**Text under study:**
Attention deficit hyperactivity disorder is associated with (a)symmetric tonic neck primitive reflexes: a systematic review and meta-analysis

Front Psychiatry. 2023 Jul 7:14:1175974. doi: 10.3389/fpsyt.2023.1175974. eCollection 2023.


Introduction: Investigation on the association between attention deficit hyperactivity disorder (ADHD) and primary reflexes is in the initial stage, with considerable differences in the findings. This study evaluated the association between ADHD and primitive reflexes using systematic review and meta-analysis.

Methods: Data were obtained from PubMed, Cochrane Library, Web of Science, EBSCO (Medical Literature Analysis and Retrieval System Online, American Psychological Association Psyclnfo, and Education Resources Information Center), Embase, Scopus, and ProQuest. Articles were searched from the date of inception of the respective databases to January 01, 2023, and StataCorp Stata (version 15) was used for the analysis.

Results: Four articles with 229 samples were included in the meta-analysis. Results showed a significant positive and moderate correlation between ADHD and primitive reflexes, particularly asymmetric tonic neck reflex: summary r value = 0.48, 95% CI = 0.27-0.64; symmetric tonic neck reflex: summary r value = 0.39, 95% CI = 0.25-0.52. Overall, findings from the sub-group analysis indicate that the behavioral problem measuring tool (Conners' scale), sex, and primitive reflex test could significantly moderate the relationships between ADHD and ATNR and STNR primitive reflexes.

Conclusion: ADHD symptoms in children are closely related to the non-integration of (a)symmetric tonic neck primitive reflexes. Longitudinal or experimental studies should be conducted to reveal the causal relationship between ADHD and primitive reflexes in the future.

Keywords: asymmetric tonic neck reflex; attention deficit and hyperactivity disorder; meta-analysis; primitive reflexes; symmetric tonic neck reflex.

(Stored data entries)
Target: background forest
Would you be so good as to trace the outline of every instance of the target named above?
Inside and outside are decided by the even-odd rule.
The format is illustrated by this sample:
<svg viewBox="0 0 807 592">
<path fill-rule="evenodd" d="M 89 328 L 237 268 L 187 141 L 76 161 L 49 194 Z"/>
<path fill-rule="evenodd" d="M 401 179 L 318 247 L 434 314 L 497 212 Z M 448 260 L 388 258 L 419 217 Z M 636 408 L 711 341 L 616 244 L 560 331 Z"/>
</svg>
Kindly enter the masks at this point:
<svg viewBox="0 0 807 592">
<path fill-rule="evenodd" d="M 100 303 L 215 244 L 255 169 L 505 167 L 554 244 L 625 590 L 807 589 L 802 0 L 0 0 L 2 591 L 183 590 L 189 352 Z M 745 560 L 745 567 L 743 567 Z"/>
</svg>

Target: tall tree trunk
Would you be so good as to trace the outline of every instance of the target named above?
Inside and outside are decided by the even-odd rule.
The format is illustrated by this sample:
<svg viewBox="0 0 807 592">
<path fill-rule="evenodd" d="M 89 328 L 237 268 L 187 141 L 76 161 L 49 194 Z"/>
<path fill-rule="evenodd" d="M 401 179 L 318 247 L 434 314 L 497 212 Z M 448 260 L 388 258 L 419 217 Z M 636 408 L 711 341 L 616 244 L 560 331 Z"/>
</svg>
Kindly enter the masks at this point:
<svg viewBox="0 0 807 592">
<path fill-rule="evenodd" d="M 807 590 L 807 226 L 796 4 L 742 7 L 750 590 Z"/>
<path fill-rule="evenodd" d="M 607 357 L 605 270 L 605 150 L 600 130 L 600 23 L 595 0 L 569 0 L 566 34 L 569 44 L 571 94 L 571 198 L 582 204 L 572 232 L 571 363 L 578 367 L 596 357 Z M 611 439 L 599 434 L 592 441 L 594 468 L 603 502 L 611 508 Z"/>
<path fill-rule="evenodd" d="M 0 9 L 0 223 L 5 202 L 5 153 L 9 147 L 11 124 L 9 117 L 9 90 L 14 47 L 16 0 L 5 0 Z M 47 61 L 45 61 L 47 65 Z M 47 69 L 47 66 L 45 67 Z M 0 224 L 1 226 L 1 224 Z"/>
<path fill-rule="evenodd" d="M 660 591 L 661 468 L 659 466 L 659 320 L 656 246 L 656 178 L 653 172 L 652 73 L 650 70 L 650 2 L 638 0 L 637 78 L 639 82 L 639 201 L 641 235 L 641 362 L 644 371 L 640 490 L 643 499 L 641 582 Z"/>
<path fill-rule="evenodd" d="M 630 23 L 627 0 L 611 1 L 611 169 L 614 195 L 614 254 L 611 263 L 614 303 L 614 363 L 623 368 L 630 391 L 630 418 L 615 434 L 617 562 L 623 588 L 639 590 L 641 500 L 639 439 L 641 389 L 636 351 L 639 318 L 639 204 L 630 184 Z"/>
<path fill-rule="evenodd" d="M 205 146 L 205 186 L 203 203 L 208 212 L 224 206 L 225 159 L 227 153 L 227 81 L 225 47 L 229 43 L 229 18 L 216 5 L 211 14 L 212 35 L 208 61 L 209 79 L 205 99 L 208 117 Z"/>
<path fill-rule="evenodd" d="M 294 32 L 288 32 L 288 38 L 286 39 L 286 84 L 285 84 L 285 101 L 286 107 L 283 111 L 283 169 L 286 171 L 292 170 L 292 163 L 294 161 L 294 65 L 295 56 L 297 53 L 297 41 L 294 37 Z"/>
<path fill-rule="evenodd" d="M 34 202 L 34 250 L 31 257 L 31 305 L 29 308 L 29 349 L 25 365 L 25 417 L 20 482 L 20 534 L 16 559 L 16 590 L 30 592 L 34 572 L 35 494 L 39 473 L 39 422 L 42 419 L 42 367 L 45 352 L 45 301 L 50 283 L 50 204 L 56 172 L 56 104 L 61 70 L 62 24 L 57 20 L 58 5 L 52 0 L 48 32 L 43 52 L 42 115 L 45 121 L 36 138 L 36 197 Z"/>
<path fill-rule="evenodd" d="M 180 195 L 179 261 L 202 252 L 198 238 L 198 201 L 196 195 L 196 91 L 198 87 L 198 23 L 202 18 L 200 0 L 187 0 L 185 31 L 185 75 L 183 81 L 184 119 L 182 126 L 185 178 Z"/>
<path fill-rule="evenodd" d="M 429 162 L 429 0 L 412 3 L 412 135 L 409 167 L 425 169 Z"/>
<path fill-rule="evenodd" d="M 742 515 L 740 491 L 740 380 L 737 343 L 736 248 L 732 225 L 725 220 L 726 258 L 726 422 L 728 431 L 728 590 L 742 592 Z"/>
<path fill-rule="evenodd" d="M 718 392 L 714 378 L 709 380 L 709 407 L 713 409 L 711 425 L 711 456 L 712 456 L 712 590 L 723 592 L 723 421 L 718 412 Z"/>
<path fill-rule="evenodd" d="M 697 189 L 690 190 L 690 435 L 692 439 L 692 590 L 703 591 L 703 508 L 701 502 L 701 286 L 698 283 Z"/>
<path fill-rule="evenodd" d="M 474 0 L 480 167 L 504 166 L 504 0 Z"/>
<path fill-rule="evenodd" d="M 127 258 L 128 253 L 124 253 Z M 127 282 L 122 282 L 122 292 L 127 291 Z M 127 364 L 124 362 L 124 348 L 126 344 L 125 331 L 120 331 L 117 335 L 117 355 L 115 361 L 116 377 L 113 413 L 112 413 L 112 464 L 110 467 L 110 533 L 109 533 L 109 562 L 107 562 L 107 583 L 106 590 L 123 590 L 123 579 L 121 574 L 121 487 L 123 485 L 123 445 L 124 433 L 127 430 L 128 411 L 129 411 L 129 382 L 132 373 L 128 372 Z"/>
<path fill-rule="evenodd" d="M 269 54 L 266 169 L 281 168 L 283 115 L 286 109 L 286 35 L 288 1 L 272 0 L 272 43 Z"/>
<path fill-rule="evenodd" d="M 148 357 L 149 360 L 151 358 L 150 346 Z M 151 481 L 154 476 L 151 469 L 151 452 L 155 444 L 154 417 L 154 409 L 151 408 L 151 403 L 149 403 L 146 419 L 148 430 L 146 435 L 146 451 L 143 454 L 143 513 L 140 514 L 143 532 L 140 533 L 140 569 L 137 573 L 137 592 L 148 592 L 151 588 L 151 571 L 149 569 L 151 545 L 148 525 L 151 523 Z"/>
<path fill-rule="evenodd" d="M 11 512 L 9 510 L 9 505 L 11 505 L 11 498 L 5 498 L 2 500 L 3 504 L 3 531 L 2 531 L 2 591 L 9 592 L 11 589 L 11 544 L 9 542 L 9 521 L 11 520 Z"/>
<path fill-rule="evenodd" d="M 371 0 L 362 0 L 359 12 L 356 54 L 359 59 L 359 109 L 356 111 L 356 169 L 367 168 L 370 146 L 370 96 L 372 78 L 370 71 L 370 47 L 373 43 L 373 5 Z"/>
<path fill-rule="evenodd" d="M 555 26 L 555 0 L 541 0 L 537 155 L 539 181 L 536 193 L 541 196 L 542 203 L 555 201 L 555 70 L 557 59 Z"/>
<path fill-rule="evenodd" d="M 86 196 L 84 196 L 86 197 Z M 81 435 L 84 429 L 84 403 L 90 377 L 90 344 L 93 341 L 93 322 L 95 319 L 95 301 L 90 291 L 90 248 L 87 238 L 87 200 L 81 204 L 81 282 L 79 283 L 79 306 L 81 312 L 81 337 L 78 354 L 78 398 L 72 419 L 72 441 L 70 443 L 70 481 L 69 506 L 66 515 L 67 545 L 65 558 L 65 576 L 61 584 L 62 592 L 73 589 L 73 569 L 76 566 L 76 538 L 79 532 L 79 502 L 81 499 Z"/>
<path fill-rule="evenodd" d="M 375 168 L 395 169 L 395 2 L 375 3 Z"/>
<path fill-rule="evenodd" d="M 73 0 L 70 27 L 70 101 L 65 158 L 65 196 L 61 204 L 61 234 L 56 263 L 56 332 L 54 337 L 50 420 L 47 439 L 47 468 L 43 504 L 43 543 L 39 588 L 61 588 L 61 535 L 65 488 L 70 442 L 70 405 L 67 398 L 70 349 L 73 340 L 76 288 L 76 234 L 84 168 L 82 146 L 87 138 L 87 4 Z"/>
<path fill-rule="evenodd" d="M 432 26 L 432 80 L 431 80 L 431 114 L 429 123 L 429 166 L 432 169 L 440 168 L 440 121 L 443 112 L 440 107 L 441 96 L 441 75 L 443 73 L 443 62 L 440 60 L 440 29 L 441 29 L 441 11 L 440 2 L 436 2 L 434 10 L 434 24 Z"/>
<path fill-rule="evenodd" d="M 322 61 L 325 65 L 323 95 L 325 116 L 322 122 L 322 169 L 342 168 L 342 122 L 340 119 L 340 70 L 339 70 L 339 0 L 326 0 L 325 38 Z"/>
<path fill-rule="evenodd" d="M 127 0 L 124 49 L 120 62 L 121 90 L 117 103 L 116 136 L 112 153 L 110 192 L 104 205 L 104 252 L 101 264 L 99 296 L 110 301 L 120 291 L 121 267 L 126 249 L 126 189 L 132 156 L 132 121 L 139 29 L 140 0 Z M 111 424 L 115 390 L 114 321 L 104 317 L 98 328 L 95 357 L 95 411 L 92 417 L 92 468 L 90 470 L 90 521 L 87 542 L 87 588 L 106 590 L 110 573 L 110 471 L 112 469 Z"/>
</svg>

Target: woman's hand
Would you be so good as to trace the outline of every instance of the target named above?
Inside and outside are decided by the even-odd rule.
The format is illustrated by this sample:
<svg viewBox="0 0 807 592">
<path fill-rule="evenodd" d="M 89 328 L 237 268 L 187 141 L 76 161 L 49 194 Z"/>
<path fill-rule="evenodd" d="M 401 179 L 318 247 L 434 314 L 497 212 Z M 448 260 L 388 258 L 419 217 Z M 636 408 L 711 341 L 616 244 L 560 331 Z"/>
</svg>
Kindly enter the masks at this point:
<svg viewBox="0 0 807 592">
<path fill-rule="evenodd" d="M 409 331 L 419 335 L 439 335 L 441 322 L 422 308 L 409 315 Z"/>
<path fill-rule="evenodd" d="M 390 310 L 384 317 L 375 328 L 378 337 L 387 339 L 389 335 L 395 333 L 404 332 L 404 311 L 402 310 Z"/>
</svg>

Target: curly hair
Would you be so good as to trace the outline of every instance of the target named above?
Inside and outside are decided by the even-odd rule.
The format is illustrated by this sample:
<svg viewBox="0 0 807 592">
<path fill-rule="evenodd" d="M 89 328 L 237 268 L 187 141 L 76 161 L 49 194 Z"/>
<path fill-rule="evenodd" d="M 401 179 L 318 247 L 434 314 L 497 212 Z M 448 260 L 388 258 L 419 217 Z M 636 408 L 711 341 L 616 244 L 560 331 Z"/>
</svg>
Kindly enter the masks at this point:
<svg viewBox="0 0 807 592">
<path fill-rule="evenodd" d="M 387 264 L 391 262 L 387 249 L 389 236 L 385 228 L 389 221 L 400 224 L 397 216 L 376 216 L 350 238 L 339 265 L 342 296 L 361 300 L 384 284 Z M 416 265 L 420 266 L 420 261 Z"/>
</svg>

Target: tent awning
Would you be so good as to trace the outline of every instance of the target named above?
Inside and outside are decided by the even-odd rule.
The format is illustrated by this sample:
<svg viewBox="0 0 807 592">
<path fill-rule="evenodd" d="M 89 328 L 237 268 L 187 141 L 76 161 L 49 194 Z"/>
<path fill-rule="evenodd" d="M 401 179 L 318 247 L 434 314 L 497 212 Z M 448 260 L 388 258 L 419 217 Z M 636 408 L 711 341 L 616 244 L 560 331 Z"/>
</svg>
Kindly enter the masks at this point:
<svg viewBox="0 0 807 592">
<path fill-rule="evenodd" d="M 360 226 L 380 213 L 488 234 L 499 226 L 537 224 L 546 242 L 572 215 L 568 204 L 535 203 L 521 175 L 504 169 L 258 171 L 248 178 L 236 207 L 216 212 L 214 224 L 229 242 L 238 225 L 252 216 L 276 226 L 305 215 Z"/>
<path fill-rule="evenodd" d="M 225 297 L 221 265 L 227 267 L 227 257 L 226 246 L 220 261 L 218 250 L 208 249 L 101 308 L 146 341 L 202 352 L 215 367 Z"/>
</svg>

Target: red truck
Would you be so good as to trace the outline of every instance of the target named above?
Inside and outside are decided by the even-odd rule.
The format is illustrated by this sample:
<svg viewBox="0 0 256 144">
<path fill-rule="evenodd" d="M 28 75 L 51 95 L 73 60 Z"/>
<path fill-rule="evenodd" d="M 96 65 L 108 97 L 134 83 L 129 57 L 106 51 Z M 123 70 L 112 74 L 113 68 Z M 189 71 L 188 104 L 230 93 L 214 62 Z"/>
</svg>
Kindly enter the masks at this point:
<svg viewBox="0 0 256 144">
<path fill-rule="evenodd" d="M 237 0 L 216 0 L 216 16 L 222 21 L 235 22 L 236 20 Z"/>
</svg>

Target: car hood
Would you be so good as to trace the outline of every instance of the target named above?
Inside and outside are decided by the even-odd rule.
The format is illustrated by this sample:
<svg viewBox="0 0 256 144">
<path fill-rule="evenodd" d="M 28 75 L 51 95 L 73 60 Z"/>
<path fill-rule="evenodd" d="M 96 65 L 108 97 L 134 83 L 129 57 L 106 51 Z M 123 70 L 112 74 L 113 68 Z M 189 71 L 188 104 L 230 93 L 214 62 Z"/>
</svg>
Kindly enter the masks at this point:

**Exercise 1:**
Please decide whether each statement agrees with the ADHD abstract. Answer yes or no, and quote the words that settle it.
(a) The meta-analysis included four articles.
(b) The article search ran until January 01, 2024.
(c) The conclusion states that a causal relationship between ADHD and primitive reflexes has been shown.
**Exercise 2:**
List every keyword given in the ADHD abstract.
**Exercise 3:**
Answer from the ADHD abstract:
(a) Which version of StataCorp Stata was used for the analysis?
(b) What is the summary r value for the symmetric tonic neck reflex?
(c) Which behavioral problem measuring tool is named in the sub-group analysis?
Work from the ADHD abstract alone.

**Task solution 1:**
(a) Yes: "Four articles with 229 samples were included in the meta-analysis."
(b) No: "Articles were searched from the date of inception of the respective databases to January 01, 2023"
(c) No: "Longitudinal or experimental studies should be conducted to reveal the causal relationship between ADHD and primitive reflexes in the future."

**Task solution 2:**
asymmetric tonic neck reflex; attention deficit and hyperactivity disorder; meta-analysis; primitive reflexes; symmetric tonic neck reflex

**Task solution 3:**
(a) Version 15
(b) 0.39
(c) Conners' scale